(Source records)
+===+
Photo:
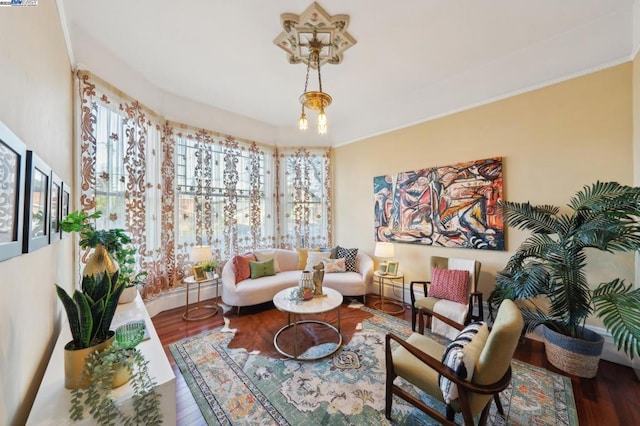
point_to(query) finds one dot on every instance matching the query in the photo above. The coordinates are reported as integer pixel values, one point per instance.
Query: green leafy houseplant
(102, 367)
(116, 241)
(210, 266)
(91, 310)
(550, 263)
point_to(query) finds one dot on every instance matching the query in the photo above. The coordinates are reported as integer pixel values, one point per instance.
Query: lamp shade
(200, 253)
(384, 250)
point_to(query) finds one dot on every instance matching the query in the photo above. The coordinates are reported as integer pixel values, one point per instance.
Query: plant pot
(579, 357)
(128, 295)
(74, 362)
(100, 262)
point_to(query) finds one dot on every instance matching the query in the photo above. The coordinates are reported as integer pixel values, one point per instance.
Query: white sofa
(255, 291)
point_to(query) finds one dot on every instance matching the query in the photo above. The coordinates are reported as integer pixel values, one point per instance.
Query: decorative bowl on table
(130, 334)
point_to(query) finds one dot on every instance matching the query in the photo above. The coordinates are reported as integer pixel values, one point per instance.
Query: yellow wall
(636, 139)
(553, 141)
(36, 104)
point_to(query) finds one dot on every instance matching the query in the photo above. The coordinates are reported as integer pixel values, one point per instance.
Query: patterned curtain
(172, 186)
(305, 198)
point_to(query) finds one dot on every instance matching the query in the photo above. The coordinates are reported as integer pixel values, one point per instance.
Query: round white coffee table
(287, 301)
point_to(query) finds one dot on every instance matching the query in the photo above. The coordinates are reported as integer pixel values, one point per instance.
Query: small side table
(214, 309)
(380, 304)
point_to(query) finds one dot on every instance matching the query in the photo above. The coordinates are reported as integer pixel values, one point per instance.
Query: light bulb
(303, 124)
(322, 122)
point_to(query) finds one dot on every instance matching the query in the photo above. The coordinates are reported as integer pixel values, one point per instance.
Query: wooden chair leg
(414, 314)
(451, 414)
(496, 398)
(388, 400)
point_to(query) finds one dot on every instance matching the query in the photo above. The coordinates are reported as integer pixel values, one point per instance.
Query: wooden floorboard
(611, 398)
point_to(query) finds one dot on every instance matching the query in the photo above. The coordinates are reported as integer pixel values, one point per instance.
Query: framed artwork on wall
(65, 203)
(55, 208)
(12, 174)
(446, 206)
(36, 207)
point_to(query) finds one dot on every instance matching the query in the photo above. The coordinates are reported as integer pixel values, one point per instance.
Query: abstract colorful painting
(449, 206)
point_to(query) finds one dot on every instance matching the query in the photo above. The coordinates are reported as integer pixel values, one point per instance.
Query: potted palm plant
(547, 271)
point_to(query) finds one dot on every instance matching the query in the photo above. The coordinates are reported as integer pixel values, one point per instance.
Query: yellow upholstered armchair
(456, 302)
(474, 368)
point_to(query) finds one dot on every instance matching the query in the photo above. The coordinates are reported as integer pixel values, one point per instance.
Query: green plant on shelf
(97, 398)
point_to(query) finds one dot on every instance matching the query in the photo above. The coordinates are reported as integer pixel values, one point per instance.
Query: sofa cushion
(461, 356)
(313, 258)
(349, 256)
(450, 284)
(302, 256)
(266, 255)
(241, 266)
(334, 265)
(264, 268)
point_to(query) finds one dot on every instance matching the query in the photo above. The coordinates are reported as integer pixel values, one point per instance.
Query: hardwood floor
(611, 398)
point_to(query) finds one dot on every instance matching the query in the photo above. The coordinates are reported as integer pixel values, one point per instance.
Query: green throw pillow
(262, 269)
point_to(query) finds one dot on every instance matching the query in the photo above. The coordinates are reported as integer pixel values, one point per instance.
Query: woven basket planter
(579, 357)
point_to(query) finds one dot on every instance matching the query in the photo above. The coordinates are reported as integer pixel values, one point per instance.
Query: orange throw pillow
(241, 266)
(450, 284)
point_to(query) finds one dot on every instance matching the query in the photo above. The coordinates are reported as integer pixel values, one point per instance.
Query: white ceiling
(414, 59)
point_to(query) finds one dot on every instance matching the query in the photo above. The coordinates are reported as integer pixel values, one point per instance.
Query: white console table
(51, 406)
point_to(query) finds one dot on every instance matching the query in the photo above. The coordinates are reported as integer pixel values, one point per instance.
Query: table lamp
(385, 251)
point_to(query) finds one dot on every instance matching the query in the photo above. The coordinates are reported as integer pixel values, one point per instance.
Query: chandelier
(314, 37)
(316, 100)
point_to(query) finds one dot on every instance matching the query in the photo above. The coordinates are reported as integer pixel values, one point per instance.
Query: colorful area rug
(234, 387)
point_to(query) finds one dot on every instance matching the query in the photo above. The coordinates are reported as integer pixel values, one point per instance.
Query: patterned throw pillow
(266, 255)
(349, 256)
(450, 284)
(313, 258)
(241, 266)
(461, 356)
(262, 269)
(334, 265)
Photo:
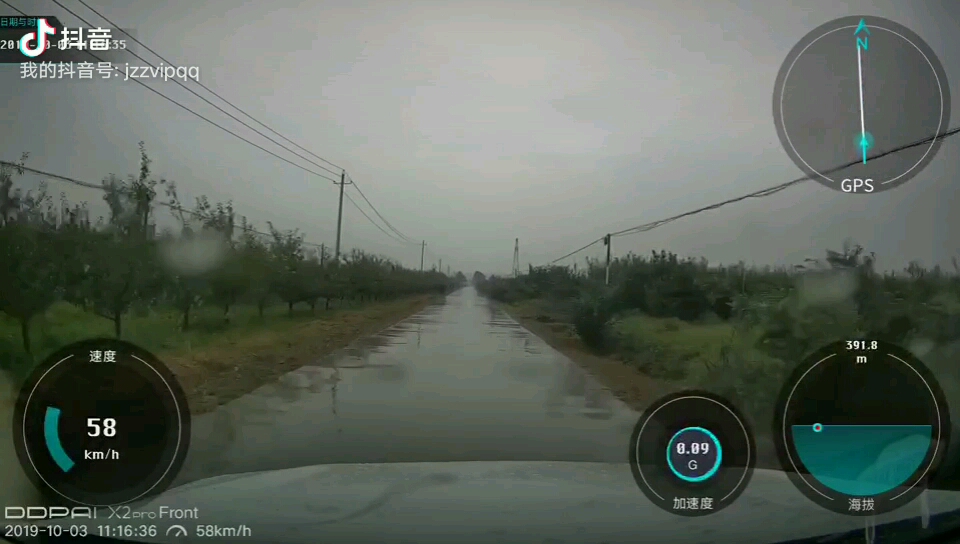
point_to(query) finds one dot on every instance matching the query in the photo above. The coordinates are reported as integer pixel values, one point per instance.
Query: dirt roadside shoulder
(221, 372)
(635, 389)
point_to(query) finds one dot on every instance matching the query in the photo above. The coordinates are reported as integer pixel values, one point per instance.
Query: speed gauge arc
(861, 104)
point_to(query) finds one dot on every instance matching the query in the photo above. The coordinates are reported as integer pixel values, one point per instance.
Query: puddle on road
(459, 381)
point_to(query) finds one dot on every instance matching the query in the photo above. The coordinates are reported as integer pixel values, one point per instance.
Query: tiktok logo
(43, 28)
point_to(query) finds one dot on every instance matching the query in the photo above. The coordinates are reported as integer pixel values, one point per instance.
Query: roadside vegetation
(738, 330)
(211, 280)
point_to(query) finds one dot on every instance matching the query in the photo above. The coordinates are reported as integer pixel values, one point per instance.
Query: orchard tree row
(52, 252)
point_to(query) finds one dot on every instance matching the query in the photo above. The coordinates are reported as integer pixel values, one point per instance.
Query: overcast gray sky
(471, 123)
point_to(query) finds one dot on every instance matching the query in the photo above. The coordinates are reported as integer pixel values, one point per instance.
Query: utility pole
(606, 242)
(343, 179)
(516, 257)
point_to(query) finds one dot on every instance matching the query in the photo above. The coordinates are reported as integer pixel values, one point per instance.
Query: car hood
(466, 502)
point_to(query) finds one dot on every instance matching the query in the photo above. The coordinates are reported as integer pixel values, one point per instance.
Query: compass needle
(816, 81)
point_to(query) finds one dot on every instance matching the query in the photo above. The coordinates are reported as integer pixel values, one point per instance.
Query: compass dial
(861, 104)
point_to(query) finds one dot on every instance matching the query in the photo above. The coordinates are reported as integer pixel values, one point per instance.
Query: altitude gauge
(861, 104)
(862, 427)
(101, 423)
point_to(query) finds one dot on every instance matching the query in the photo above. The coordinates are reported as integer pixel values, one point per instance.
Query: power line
(165, 97)
(389, 235)
(209, 90)
(574, 252)
(403, 236)
(757, 194)
(171, 206)
(191, 91)
(116, 69)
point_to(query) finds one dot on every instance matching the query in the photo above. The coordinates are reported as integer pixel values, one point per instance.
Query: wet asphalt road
(459, 381)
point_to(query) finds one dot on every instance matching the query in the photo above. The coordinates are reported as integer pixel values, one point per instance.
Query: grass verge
(658, 356)
(216, 361)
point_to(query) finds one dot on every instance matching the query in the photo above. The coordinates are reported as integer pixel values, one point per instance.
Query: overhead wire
(185, 108)
(100, 187)
(202, 117)
(646, 227)
(135, 40)
(404, 237)
(209, 90)
(191, 91)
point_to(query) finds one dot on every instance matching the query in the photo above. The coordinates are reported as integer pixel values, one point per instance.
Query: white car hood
(467, 502)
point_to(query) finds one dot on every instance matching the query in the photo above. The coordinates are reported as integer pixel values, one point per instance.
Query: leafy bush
(591, 320)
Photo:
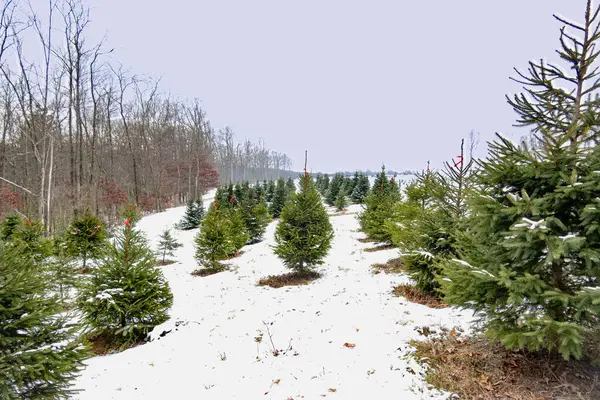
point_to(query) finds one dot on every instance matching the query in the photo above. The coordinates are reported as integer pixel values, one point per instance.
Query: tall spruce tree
(193, 215)
(334, 187)
(530, 260)
(303, 236)
(341, 201)
(378, 209)
(361, 189)
(39, 354)
(127, 296)
(324, 185)
(270, 191)
(279, 198)
(214, 242)
(290, 186)
(256, 218)
(86, 237)
(167, 245)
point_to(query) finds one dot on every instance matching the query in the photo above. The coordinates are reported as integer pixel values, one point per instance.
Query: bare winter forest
+===+
Omit all pictures and write out, exactly, only the lines from the line containing "Query: white car hood" through the last line of the entries above.

COMPLETED EXERCISE.
Query: white car hood
(467, 502)
point_to(query) finds one dot on every instance matching the query in the photo above. The coordinates are reported as integer pixel values, one point per instance.
Query: leafy bush
(591, 320)
Photo:
point_to(query) finds one dot on every instance matching the query in the photo above. The coordinates are reported as integer pixel values, one point per instance.
Query: tall spruce tree
(193, 215)
(334, 187)
(530, 260)
(303, 236)
(341, 201)
(378, 209)
(361, 189)
(39, 354)
(127, 296)
(324, 185)
(270, 191)
(279, 198)
(214, 242)
(290, 186)
(256, 218)
(86, 237)
(167, 245)
point_to(query) finds one dot on every instance matching the query in the photo above. The coordinates are reported as integer pixel values, one point per instance.
Query: bare winter forest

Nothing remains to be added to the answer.